>>

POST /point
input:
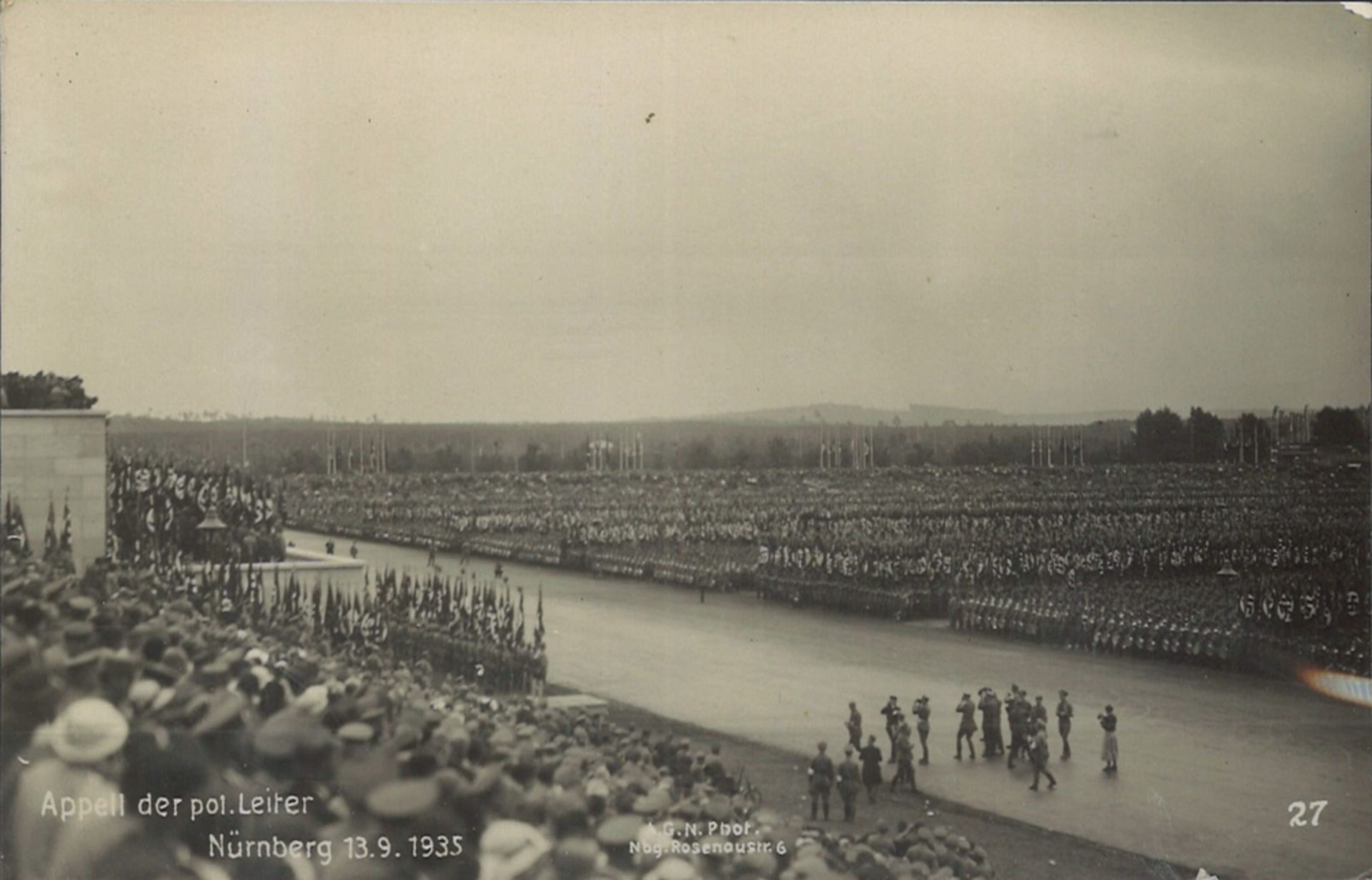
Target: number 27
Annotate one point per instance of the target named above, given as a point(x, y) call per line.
point(1298, 808)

<<

--- DIRECTIONS ---
All preceding records should be duplicated verbatim, images excepted.

--- REPLY ---
POST /point
input:
Target: number 27
Annotate one point per instance of the target named above, given as a point(x, y) call per line.
point(1298, 808)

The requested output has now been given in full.